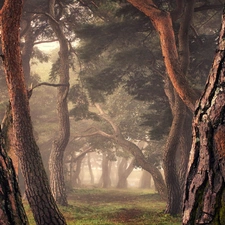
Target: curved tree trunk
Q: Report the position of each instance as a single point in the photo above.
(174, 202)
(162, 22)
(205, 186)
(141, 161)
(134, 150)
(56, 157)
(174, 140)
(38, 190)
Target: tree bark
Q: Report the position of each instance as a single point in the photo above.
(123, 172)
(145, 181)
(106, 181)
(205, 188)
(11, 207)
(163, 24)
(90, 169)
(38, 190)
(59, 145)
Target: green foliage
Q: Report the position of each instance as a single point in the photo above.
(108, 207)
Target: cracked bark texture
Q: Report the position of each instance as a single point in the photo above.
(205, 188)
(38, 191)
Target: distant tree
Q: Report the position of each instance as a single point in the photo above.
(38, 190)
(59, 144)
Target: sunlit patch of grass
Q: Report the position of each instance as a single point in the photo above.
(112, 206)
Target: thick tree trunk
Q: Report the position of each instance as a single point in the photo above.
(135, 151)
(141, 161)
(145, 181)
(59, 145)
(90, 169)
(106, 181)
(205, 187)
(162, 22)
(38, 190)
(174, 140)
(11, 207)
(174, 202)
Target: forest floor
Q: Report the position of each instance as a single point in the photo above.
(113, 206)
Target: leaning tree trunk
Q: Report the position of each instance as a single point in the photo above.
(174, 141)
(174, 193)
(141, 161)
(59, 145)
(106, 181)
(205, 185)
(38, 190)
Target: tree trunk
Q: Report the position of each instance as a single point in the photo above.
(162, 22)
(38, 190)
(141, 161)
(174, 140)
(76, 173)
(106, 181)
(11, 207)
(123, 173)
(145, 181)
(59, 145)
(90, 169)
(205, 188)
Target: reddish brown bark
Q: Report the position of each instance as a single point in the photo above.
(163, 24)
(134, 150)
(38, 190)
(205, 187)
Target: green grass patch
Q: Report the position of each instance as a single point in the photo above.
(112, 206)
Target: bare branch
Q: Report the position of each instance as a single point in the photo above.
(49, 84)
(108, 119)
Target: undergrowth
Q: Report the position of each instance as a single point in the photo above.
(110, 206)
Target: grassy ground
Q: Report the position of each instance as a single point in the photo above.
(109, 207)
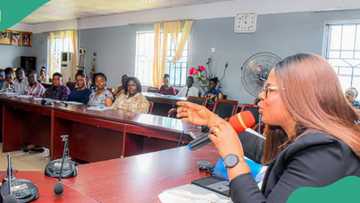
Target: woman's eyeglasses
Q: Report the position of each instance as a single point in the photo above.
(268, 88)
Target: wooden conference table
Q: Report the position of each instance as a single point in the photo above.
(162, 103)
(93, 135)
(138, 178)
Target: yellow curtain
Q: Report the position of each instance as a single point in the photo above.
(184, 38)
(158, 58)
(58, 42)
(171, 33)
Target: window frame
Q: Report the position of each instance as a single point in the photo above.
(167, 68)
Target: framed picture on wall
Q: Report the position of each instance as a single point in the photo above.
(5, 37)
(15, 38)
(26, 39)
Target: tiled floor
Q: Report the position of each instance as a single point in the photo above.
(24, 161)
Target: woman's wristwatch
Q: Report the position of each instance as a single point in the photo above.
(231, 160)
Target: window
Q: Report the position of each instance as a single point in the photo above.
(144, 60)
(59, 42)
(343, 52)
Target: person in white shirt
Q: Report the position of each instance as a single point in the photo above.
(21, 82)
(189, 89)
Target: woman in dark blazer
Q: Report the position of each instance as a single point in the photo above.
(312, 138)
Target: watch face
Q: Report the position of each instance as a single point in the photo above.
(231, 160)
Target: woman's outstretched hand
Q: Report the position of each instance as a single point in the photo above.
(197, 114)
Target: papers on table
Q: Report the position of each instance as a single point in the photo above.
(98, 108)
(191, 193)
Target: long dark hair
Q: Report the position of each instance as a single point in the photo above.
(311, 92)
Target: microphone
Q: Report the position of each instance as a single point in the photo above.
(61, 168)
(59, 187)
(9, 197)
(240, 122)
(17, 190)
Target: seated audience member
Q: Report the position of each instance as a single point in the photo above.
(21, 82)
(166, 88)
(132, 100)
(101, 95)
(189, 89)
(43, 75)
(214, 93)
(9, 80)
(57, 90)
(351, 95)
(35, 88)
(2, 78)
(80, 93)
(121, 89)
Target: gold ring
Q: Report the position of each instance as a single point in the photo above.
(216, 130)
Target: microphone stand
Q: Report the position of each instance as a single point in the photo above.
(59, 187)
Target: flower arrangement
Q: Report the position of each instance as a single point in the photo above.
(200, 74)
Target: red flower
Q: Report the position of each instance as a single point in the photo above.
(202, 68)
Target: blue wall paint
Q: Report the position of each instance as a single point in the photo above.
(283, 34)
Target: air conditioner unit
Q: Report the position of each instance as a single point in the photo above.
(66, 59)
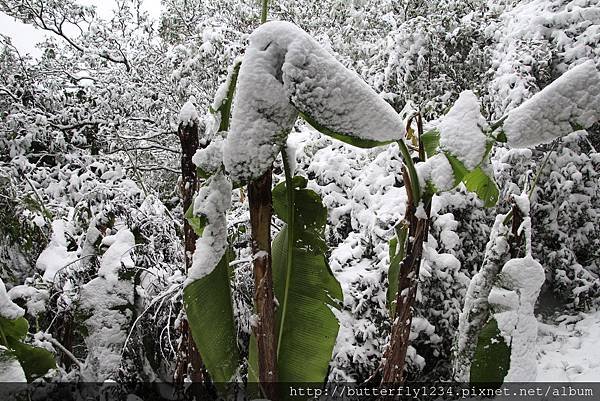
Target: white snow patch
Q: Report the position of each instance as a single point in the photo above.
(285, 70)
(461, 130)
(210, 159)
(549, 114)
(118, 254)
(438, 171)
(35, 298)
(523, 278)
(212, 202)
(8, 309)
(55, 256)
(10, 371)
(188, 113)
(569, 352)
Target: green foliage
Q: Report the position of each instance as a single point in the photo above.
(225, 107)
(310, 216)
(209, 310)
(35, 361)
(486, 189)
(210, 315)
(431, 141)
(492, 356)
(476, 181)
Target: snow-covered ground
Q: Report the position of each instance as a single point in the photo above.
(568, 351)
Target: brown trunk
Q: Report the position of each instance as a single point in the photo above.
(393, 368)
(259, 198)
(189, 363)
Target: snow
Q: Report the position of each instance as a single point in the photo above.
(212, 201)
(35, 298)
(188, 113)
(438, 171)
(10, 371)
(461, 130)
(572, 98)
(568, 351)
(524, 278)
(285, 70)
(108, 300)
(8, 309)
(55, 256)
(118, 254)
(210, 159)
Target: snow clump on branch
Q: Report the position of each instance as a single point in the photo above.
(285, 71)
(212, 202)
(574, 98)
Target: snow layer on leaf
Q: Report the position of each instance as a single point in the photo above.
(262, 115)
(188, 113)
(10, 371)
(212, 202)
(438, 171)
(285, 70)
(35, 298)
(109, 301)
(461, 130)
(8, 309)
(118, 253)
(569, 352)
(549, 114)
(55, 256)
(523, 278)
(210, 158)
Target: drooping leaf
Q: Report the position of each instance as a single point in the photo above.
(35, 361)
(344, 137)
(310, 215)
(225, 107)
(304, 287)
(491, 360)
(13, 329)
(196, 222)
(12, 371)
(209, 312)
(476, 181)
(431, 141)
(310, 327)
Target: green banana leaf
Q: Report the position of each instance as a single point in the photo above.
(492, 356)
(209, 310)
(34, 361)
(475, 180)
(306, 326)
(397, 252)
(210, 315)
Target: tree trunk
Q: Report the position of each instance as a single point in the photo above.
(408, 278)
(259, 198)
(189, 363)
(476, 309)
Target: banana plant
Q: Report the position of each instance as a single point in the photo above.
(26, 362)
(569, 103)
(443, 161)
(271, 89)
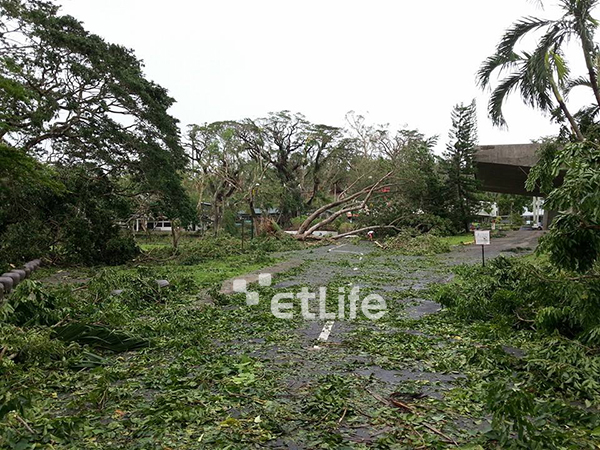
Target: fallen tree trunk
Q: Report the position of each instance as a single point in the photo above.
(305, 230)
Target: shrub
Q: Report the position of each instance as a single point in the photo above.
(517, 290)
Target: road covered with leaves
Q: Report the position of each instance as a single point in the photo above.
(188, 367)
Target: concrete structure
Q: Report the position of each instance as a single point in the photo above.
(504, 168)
━━━━━━━━━━━━━━━━
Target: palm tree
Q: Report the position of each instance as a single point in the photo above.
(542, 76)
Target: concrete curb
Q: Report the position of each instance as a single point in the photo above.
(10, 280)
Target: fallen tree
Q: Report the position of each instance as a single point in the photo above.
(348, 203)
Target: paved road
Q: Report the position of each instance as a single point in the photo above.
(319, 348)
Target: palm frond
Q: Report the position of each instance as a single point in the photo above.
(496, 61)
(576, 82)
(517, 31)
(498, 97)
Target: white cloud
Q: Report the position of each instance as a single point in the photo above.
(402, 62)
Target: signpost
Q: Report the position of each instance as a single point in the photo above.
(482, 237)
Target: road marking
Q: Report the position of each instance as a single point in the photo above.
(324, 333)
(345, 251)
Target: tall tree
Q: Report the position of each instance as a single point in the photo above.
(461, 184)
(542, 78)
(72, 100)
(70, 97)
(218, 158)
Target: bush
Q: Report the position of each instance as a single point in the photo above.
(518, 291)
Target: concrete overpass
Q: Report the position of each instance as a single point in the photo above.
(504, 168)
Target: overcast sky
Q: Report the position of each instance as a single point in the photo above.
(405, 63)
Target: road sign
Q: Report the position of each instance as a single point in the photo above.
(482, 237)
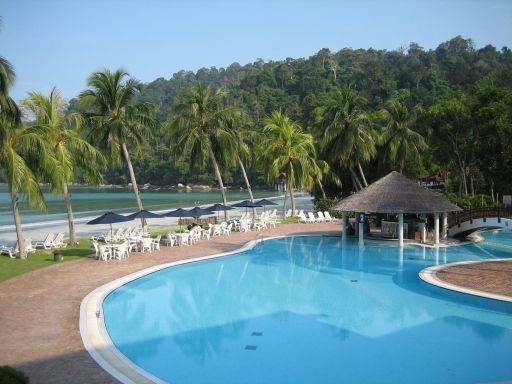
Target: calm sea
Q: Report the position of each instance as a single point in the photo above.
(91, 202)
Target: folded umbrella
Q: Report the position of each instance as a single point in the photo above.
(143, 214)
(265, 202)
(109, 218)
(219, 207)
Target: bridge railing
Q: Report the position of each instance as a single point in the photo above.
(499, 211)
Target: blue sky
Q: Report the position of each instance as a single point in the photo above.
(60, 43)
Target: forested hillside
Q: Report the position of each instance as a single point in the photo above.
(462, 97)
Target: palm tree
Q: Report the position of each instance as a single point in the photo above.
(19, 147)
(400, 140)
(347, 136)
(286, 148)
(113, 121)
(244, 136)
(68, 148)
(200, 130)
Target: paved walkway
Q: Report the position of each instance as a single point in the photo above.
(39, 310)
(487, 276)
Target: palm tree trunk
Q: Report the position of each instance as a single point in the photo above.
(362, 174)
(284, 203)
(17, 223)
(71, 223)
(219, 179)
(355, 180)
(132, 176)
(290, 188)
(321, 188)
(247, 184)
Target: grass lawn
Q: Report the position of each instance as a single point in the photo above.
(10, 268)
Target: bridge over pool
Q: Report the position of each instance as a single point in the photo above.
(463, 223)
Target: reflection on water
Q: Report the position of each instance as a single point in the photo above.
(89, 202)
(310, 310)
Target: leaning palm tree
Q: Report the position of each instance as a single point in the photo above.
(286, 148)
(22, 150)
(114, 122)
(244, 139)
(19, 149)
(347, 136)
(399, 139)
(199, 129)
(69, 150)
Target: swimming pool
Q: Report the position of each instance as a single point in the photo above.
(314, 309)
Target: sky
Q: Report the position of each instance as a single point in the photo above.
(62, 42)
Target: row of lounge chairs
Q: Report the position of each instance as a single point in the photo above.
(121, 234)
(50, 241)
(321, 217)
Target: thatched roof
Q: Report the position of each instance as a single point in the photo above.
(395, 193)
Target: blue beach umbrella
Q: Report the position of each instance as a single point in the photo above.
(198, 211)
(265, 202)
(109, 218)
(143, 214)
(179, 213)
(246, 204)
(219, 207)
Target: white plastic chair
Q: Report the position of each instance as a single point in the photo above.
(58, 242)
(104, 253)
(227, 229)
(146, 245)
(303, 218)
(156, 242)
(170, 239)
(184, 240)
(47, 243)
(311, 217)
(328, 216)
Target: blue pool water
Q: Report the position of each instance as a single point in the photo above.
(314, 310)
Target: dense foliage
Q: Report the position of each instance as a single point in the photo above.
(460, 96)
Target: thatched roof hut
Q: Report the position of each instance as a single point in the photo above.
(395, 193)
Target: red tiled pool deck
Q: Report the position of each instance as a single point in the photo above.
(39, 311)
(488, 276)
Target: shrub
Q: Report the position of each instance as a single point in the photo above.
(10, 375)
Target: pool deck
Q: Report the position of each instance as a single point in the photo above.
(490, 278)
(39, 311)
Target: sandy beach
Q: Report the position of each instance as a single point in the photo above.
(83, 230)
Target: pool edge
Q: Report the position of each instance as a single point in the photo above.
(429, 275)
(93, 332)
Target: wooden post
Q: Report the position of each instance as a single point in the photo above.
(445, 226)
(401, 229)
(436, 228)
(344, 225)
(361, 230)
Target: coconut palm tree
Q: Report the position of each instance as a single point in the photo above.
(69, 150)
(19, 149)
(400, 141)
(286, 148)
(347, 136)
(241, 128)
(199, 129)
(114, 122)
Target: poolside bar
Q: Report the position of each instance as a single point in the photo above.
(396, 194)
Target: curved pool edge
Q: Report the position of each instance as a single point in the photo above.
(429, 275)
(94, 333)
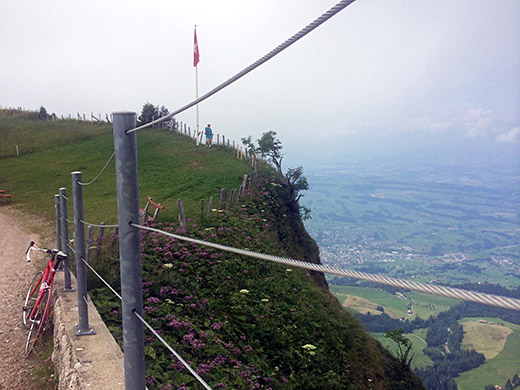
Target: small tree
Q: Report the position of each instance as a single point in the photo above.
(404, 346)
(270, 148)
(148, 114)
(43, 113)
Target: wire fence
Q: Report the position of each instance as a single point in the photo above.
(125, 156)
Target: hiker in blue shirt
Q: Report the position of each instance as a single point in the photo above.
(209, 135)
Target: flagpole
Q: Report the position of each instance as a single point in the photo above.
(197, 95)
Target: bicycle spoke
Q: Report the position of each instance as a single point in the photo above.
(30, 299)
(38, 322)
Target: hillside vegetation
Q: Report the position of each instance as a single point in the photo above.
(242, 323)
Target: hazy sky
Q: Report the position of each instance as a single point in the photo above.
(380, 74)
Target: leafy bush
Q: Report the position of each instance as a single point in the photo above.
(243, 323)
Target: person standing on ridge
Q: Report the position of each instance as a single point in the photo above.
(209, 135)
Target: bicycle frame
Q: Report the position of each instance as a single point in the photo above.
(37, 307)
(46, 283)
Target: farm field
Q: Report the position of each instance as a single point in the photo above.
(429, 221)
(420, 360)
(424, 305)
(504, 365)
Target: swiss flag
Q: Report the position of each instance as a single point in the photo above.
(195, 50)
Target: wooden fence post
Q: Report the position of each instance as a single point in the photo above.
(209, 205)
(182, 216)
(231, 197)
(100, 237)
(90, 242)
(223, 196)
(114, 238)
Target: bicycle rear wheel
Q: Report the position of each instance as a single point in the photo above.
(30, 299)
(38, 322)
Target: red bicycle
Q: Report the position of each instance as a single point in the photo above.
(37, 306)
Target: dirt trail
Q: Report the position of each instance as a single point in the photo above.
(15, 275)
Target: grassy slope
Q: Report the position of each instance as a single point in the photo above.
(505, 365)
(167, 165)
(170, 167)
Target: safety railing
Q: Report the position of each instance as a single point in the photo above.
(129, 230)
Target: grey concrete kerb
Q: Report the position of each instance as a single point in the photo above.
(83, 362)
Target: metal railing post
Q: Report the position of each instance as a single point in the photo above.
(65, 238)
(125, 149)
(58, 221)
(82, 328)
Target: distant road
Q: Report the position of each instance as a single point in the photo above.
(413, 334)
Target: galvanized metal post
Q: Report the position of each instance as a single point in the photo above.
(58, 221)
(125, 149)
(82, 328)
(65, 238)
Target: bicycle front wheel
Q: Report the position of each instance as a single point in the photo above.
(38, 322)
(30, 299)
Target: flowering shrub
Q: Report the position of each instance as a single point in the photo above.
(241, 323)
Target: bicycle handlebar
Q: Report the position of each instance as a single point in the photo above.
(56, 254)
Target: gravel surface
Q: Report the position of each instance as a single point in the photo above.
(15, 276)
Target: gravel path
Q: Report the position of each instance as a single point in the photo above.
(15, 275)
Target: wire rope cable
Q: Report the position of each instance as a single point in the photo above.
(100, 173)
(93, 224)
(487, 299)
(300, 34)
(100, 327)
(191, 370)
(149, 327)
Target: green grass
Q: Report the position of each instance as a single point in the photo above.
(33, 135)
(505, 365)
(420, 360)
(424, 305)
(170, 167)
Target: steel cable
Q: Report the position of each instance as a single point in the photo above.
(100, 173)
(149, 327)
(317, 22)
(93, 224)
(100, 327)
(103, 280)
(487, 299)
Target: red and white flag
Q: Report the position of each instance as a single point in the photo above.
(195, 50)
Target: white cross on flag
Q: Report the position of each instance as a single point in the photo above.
━━━━━━━━━━━━━━━━
§ **Problem to solve**
Within the listing above, give again exactly every line from the line with "Target: reflection on water" through the line with "Target: row of lounge chairs", both included, and no other line.

§ **Task answer**
Target: reflection on water
Q: Report the position of each instance as a single point in the photo above.
(89, 202)
(310, 310)
Target: leaning palm tree
Q: Report the position of each instance as a single point in the photo above.
(286, 148)
(22, 150)
(114, 122)
(244, 139)
(19, 149)
(347, 136)
(399, 139)
(199, 129)
(69, 150)
Target: swimming pool
Q: Report the position of each instance as a single point in the photo above.
(314, 309)
Target: sky
Q: Report the position of each instance as a single point in the photo above.
(62, 42)
Target: row of lounge chairs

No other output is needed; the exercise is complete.